# Directions
1) Extract the stretch from "Since February, there" through "America, Mauricio Claver-Carone." from the passage on Cuban doctors in the Caribbean.
2) Answer these from the passage on Cuban doctors in the Caribbean:
(a) Which three countries did Marco Rubio visit in late March?
(b) About how many Cuban doctors and nurses work in Guyana?
(c) How many dialysis patients does Ralph Gonsalves mention?

# Selected extract
Now, the US is threatening to sanction countries that participate in the program with restrictions on visas for their leaders and repercussions on trade.
Cuba’s ambassador to Saint Vincent and the Grenadines, Carlos Ernesto Rodríguez Etcheverry, called the move “shameful,” as the loss of Cuban health workers would deprive millions of people around the world of care.
“We really reject the idea that Cuban doctors and nurses are slaves and that the Cuban government is involved in any trafficking issue with regard to our medical brigades,” he said. “That’s because we respect our doctors, our nurses.”
Since February, there has been a growing sense of urgency over the issue in the region. Caribbean leaders brought it up when US Secretary of State Marco Rubio visited Jamaica, Guyana, and Suriname in late March. That followed a meeting in Washington between the 15-member Caribbean trade bloc known as Caricom and the US Special Envoy for Latin America, Mauricio Claver-Carone.
The issue, analysts say, is deeply important to Caribbean countries, which say Cuba supplies some of their top doctors and that their healthcare systems are dependent on them. They also dispute US accusations.
In March, Trinidad and Tobago’s then-Prime Minister Keith Rowley, before being replaced by Kamla Persad-Bissessar, said those medical professionals were paid the same as local doctors and nurses. “We’re now being accused of taking part in the program where people are being exploited,” he said. “Out of the blue now, we have been called human traffickers because we hire technical people who we pay top dollar.”
Writing in World Politics Review, James Bosworth, a fellow at the Wilson Center, says that both sides are partially correct. “It is true that well-trained Cuban doctors often provide a needed service for poor countries that otherwise struggle to afford quality medical personnel,” he wrote. “It is likewise true that Cuba abuses this program to the full extent possible, treating doctors poorly, making money off the poorly compensated doctors, and using the program for espionage while benefiting from the positive public relations image it generates.”
“Perhaps most important, however, is the fact that these doctors are literal lifesavers,” he added. “Criticizing the negative aspects of the program is easy to do for the US, but far harder for governments whose populations’ health hangs in the balance.”
Some Caribbean leaders, including the prime ministers of Trinidad and Tobago and of Saint Vincent and the Grenadines, said they would keep the program in place and gladly forgo their US visas.
“I just came back from California, and if I never go back there again in my life, I will ensure that the sovereignty of Trinidad and Tobago is … respected by all,” Rowley said in March, according to the Daily Express, a local newspaper. “We rely heavily on health care specialists whom we have obtained from India, the Philippines, and mainly from Cuba over the decades.”
However, defying the US isn’t so simple for some countries.
In Guyana, about 240 Cuban doctors and nurses help fill the gap for medical personnel, especially in remote areas, Kadasi Ceres of the University of Guyana told The Economist. At the same time, the small state needs American security backing to protect its oil and gas reserves off the coast of Essequibo against Venezuelan claims to them.
Some Caribbean leaders are trying to remind the US that they preside over “sovereign countries,” which have a relationship with Cuba. “Their enemies are not our enemies,” said Antigua and Barbuda’s Prime Minister Gaston Browne. “We are friends of all, enemies of none.”
He added that the absence of Cuban doctors would “literally dismantle our healthcare services and put our people at risk.”
Others are trying to change the minds of US officials. Saint Vincent’s Prime Minister Ralph Gonsalves said he has provided proof to the US that Cuban health workers in the country are not victims of human trafficking. He added that it is not possible for the country to give up this program.
“If the Cubans are not there, we may not be able to run the service,” he said, referring to critical care patients including 60 who receive dialysis treatment. “I prefer to lose my visa than to have 60 poor and working people die.”

# Stored items
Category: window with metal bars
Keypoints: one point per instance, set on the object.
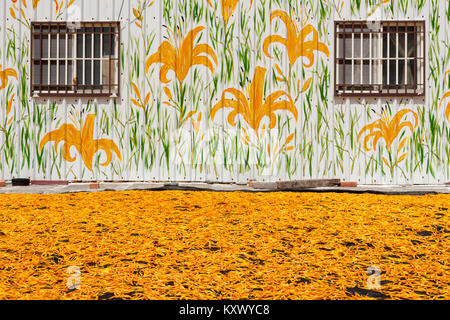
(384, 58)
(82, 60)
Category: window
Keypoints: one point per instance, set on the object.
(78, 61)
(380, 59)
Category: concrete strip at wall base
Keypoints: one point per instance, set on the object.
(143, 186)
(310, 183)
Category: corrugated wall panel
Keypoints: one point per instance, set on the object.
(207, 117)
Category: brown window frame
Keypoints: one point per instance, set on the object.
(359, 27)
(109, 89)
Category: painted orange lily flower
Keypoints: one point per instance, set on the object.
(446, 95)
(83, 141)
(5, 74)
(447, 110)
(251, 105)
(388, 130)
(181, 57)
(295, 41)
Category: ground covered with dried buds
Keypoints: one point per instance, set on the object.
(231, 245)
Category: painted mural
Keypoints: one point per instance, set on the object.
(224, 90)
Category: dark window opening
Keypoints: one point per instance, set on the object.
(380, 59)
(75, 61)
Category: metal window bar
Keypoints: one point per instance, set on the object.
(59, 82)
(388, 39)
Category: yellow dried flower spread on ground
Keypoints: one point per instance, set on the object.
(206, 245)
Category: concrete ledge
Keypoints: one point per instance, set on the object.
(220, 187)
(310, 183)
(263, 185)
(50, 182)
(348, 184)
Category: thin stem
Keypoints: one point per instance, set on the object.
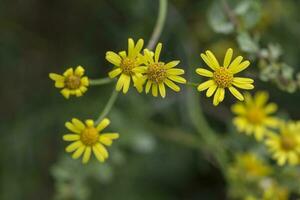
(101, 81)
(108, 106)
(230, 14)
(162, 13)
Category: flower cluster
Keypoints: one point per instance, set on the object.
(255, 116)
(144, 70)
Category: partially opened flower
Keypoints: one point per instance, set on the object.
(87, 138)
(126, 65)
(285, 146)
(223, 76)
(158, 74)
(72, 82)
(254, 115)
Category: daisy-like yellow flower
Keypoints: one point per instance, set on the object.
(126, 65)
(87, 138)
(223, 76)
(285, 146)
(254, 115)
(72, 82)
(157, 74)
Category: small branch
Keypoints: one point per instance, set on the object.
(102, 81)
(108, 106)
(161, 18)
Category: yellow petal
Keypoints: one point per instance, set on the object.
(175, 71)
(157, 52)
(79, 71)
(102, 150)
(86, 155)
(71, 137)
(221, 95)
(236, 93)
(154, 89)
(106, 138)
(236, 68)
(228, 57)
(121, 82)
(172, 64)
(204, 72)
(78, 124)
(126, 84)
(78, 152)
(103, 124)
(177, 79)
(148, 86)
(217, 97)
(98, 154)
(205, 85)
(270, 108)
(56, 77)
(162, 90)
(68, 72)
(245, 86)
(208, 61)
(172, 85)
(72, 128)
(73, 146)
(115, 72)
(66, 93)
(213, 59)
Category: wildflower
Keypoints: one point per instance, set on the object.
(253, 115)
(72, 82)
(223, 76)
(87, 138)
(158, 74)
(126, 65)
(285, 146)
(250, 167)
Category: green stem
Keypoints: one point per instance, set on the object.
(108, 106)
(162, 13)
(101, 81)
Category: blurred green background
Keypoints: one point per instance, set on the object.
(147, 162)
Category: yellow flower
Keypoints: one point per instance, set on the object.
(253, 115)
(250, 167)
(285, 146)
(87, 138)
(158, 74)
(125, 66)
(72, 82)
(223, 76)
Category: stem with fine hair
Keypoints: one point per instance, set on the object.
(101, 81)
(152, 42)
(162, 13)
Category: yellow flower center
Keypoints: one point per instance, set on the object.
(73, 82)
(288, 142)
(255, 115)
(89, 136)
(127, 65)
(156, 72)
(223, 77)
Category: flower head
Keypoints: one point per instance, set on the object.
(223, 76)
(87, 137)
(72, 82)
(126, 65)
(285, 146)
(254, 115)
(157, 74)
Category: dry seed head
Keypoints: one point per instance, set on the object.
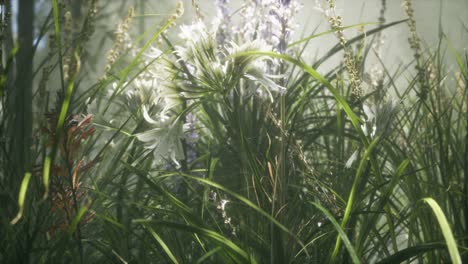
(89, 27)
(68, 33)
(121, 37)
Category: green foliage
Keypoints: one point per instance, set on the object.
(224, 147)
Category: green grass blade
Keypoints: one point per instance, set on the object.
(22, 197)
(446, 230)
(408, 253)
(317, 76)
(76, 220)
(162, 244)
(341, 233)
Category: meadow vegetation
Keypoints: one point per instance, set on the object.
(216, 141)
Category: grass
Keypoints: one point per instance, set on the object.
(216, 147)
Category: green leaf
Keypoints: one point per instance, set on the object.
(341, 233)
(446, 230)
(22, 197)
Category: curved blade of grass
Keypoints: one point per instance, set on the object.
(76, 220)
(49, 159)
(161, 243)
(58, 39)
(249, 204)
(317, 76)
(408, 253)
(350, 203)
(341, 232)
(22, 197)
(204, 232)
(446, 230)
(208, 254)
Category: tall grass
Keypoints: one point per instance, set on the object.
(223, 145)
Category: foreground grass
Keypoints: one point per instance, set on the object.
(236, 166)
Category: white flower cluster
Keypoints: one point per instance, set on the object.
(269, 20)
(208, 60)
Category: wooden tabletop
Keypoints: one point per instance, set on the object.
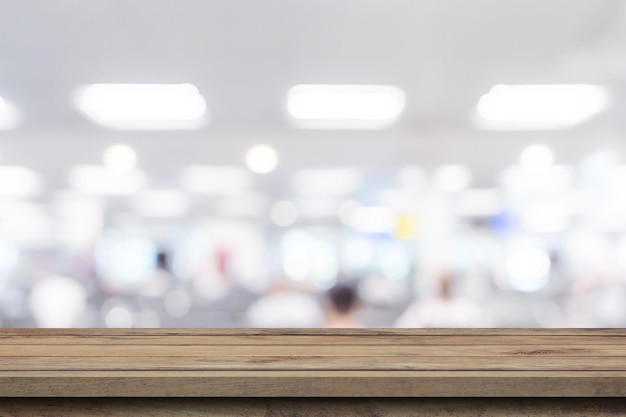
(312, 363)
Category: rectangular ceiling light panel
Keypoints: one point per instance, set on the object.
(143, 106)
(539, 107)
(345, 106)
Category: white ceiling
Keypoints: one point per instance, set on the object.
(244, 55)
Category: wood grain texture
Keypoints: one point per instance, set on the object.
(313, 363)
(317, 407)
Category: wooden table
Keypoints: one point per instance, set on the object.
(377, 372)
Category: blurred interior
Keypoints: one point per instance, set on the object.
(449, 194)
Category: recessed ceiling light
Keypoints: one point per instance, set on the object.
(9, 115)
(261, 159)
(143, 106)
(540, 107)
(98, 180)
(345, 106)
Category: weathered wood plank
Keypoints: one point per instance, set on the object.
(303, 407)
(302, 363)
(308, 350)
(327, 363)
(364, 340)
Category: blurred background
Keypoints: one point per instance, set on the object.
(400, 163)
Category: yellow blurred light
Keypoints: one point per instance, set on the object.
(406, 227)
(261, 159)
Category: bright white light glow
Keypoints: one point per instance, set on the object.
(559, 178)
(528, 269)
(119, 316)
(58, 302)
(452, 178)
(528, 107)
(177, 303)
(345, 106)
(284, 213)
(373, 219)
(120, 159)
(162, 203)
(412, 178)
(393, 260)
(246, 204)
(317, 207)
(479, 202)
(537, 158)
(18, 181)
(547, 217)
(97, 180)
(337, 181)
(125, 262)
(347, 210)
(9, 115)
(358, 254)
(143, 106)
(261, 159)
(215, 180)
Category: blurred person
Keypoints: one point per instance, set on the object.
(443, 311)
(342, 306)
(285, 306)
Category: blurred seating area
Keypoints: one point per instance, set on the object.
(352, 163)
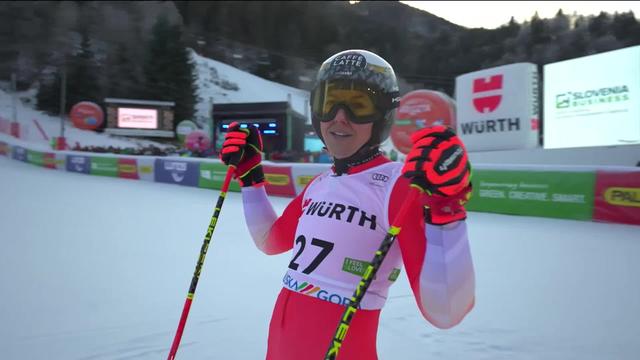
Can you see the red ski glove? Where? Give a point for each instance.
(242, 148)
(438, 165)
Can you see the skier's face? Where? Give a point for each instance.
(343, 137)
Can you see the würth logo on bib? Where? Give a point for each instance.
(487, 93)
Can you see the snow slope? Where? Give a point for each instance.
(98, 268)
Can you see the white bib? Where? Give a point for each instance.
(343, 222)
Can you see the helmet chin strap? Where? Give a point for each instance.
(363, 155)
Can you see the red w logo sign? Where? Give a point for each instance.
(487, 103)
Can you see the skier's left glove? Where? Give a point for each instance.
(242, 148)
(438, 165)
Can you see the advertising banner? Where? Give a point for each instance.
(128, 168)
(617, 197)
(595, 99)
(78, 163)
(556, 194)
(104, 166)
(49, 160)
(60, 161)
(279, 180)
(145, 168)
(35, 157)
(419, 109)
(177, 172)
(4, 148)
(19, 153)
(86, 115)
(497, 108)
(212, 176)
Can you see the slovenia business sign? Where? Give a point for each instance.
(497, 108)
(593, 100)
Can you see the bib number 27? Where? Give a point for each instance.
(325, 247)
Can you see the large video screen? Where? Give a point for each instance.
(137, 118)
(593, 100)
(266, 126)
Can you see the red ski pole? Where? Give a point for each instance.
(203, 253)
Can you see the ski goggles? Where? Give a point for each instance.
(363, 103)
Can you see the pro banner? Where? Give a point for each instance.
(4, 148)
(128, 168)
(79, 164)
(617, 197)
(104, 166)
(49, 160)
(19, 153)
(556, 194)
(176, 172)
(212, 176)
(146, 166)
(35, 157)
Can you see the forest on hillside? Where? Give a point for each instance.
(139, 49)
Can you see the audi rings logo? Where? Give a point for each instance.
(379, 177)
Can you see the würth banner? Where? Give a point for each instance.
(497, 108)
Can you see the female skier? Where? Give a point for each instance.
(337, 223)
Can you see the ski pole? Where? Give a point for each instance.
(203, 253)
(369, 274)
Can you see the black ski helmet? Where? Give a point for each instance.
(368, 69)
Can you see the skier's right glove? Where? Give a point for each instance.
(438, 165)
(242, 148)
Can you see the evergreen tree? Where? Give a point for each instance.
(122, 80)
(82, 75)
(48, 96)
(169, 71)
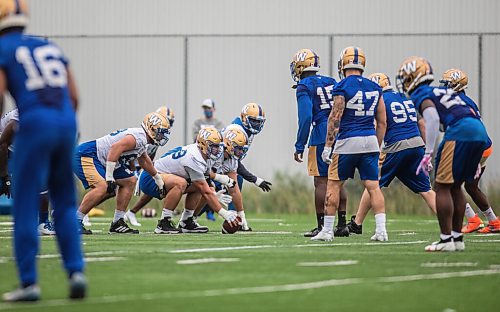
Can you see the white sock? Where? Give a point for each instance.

# Answers below
1)
Since February, there has been a growing sense of urgency over the issue in the region. Caribbean leaders brought it up when US Secretary of State Marco Rubio visited Jamaica, Guyana, and Suriname in late March. That followed a meeting in Washington between the 15-member Caribbean trade bloc known as Caricom and the US Special Envoy for Latin America, Mauricio Claver-Carone.

2)
(a) Jamaica, Guyana, and Suriname
(b) About 240
(c) 60